Start of Material for the task

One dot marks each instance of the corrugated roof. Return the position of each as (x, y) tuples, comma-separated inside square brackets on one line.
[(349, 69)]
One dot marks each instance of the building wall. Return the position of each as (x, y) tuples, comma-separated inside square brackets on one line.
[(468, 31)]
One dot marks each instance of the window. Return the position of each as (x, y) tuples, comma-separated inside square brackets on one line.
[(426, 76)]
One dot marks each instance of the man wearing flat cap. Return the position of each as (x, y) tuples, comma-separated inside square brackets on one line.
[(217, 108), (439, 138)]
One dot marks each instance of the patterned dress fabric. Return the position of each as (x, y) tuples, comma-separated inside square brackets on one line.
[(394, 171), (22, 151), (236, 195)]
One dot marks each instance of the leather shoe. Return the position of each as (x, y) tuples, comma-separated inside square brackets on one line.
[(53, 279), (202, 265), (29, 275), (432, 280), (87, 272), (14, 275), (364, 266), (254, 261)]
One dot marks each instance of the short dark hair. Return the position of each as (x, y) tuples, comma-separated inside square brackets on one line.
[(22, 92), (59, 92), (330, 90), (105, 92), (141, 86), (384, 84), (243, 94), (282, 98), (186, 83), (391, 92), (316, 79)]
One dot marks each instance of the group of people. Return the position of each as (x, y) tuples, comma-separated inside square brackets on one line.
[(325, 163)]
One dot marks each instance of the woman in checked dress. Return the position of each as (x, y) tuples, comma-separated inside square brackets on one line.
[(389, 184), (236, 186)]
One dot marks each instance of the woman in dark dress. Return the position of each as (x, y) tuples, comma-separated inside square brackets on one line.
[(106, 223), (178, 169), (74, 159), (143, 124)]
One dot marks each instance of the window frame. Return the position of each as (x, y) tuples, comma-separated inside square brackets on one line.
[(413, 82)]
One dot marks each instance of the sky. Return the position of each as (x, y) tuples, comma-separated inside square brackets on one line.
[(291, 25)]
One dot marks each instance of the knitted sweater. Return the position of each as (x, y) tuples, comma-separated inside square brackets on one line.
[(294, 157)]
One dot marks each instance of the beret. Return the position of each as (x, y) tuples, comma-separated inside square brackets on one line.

End of Material for the task

■ Objective ■
Restate the data above exactly, keeping each word as it stands.

■ Response below ■
One dot marks each instance of the corrugated roof. Return the position of each as (x, y) tuples, comma-separated inside square brackets on one line.
[(349, 69)]
One dot marks each instance of the building wall. Return the position of each as (x, y) tuples, comma-separated inside square brackets on one line.
[(468, 31)]
One dot marks each instance of the window. Return the position of each as (x, y) tuples, comma-separated inside square brackets on one line.
[(426, 76)]
One dot marks each instance of the man wearing flat cap. Return the position of each as (x, y) tuples, comma-separated inside square brackets on one line.
[(217, 108), (439, 138)]
One dot marks each instance of the patterned dress fabric. Return the position of each as (x, y) tuples, comma-separated inside square brackets on one line.
[(394, 171), (22, 151), (236, 195)]
One dot marks each instance of the leather shoe. Return the position of each as (x, y) tuples, comma-separated inside square brackets on one line.
[(53, 279), (202, 265), (29, 275), (432, 280), (87, 272), (14, 275), (364, 266), (254, 261)]
One dot marks each instance of the short dark hair. Return the position of each as (x, y) tuples, comma-separated inside square brackets on one line.
[(22, 92), (59, 92), (330, 90), (105, 92), (141, 86), (384, 84), (243, 94), (282, 98), (186, 83), (391, 92), (316, 79)]
One dot marks each instance of the group of people. Return the position of each as (x, y) tuples, comma-separated inside square brackets on one line.
[(325, 163)]
One dot marks each instance of the woman in checked dress. Return the position of each as (x, y) tuples, comma-separated inside square brackets on one line.
[(389, 184), (236, 186)]
One dot marks each instance of the woman in dark dress. Return the position of each as (x, y) tuples, comma-separated inside square brackets on one line.
[(106, 223), (178, 169), (74, 159), (143, 124)]
One dot marks each instance of the window frame. Return the position of each as (x, y) tuples, comma-separated inside square brackets on one line.
[(413, 82)]
One dot marks each instance of the sky. Return the position of each as (x, y) tuples, comma-separated inside square brackets on one line.
[(291, 25)]
One dot marks each instance of the knitted sweater. Return the position of each as (x, y) tuples, comma-separated inside square brackets on one line.
[(294, 157)]
One dot marks each instance of the beret. Return the position of each as (x, y) tuples, comma-separated inside square brackets on one line.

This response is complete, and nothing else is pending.